• Source extract:
— start —

Got into the University at 16 to study a course I hated,
8 years after I’m still an undergraduate.
Pregnant and out of school at 17,
Single mom at 18,
Got into school again at 20 to become a Doctor of Optometry,
Became a pariah and object of scorn,
Guilt filled and shame faced 70% of the time,
Found a passion in fashion design and writing,
Learned to mix fashion design and hectic optometry school cos a girl’s gotta eat,
Physical and emotional abuse,
And so much more… Who would have thought life would be this way for me?
I’ve battled with suicide, depression and a broken spirit.
I even started believing people’s description of me – not good enough, RCF jezebel, unworthy, abusive, bitter, angry, Peace destroyer, table turner and many more.
I probably cry Myself to sleep 300 out of 365 nights a year.
Today I’m 24 and my most precious lessons are
GRACE and TIME.

— end —

• Data supplied:
— start —

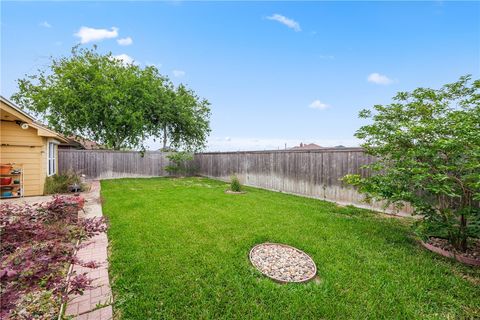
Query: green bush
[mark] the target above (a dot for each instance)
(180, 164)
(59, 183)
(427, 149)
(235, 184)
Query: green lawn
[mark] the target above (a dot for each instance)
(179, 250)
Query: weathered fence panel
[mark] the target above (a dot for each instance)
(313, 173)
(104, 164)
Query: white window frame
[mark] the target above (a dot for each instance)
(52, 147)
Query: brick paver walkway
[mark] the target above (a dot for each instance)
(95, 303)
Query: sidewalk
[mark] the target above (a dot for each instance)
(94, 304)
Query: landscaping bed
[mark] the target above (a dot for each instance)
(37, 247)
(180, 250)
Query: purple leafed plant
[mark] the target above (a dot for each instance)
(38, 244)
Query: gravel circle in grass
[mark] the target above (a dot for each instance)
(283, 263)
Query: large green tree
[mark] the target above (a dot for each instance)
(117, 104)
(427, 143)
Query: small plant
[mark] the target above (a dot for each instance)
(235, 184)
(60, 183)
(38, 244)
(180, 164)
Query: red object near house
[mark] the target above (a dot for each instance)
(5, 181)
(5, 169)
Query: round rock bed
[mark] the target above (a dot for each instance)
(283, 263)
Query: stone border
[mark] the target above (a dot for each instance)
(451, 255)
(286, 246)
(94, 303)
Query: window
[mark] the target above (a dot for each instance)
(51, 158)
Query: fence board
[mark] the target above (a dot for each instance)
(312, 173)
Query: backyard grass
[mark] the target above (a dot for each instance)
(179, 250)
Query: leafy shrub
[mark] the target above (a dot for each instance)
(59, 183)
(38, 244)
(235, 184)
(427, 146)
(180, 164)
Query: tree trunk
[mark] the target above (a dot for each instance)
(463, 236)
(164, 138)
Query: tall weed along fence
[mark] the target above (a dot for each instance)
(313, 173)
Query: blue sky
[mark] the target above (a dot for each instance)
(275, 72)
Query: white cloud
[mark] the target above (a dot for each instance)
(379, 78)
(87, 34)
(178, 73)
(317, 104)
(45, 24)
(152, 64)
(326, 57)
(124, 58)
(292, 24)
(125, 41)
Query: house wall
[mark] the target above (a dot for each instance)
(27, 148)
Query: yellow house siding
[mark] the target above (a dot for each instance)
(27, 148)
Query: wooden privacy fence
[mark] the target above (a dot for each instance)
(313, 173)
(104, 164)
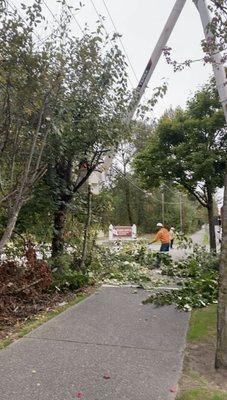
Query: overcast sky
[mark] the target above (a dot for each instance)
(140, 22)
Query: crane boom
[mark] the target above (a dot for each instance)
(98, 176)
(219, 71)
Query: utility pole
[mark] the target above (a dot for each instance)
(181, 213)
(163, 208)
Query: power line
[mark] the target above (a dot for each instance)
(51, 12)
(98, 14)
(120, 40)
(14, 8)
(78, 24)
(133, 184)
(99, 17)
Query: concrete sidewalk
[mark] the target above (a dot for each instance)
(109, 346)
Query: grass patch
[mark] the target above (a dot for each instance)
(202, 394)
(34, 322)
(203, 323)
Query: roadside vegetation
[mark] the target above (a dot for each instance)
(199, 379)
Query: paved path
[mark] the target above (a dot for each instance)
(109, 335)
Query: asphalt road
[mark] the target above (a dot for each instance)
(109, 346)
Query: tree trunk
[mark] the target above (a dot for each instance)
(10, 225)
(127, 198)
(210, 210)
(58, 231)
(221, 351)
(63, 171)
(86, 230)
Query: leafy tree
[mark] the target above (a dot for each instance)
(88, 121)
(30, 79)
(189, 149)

— end —
— start —

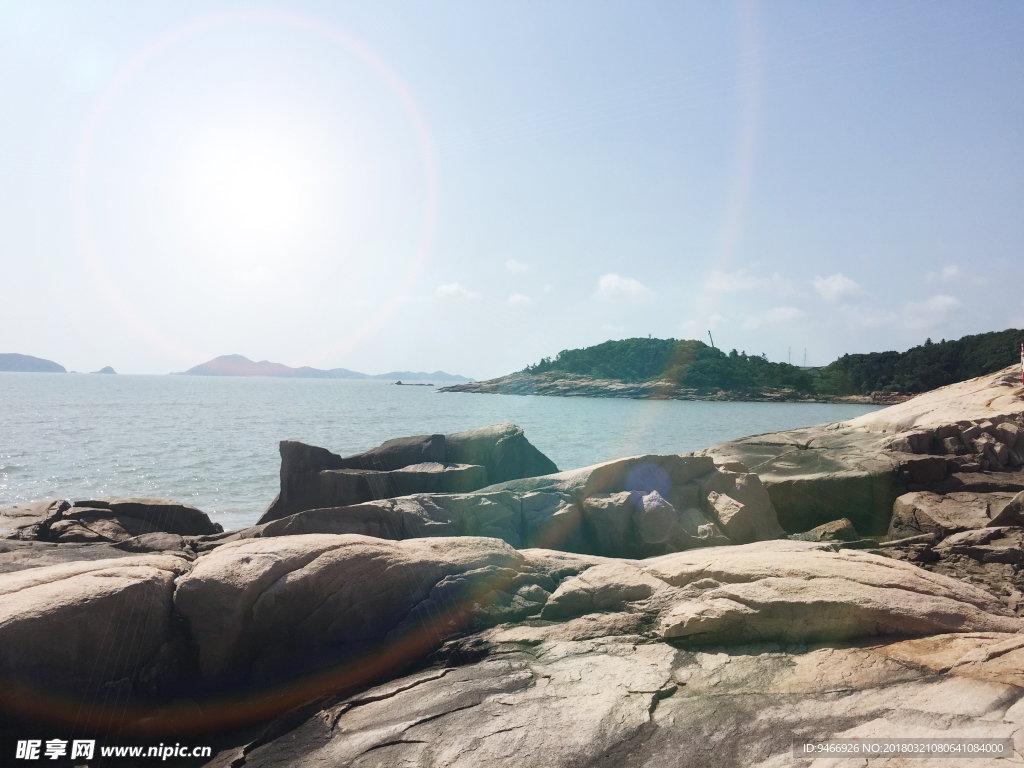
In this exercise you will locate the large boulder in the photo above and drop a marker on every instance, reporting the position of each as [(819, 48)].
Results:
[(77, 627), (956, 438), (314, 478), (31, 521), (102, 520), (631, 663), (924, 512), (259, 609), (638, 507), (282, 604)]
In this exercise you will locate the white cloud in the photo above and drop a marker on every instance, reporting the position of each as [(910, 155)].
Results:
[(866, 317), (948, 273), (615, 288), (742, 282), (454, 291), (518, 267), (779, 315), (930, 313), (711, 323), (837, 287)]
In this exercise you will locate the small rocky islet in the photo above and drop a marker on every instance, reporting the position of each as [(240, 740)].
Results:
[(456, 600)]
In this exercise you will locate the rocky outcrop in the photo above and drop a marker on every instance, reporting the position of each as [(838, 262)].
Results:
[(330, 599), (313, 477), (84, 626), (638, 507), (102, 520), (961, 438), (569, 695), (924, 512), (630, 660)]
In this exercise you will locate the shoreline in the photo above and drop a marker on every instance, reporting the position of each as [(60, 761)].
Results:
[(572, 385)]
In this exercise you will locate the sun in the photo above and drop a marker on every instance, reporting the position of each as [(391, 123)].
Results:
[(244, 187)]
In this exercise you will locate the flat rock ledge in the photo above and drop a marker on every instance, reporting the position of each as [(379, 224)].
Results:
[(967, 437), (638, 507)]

— end —

• Task instructions:
1. Print the part of the personal account that begins with the words "Pregnant and out" and ends after the words "nights a year.".
2. Go on with the personal account about life lessons, starting after its last line.
The items have no connection to the text.

• Responses to the tasks:
1.
Pregnant and out of school at 17,
Single mom at 18,
Got into school again at 20 to become a Doctor of Optometry,
Became a pariah and object of scorn,
Guilt filled and shame faced 70% of the time,
Found a passion in fashion design and writing,
Learned to mix fashion design and hectic optometry school cos a girl’s gotta eat,
Physical and emotional abuse,
And so much more… Who would have thought life would be this way for me?
I’ve battled with suicide, depression and a broken spirit.
I even started believing people’s description of me – not good enough, RCF jezebel, unworthy, abusive, bitter, angry, Peace destroyer, table turner and many more.
I probably cry Myself to sleep 300 out of 365 nights a year.

2.
God’s Grace is beyond my imaginations. His plans for me are beyond my greatest dreams. I’m clean in His eyes and overwhelmingly loved by Him. There will be times when I want to give up and believe the report of men, but Grace will never let me! Grace will never give up on me! When I’m too weak and broken to get up, Grace will strengthen me and groom me.
Everyone has their divine timing. Trying to go ahead of my time or slower than it is utterly destructive.
So here I am, grateful for my life regardless of how it’s been.
Broken and wounded beyond words but confident in God’s love, knowing that:
I am worthy,
I am valuable,
I matter to God,
My dreams are still valid and attainable,
I’m His special Princess,
Gradually evolving into a true glorious Queen.
My scars are there to strengthen others.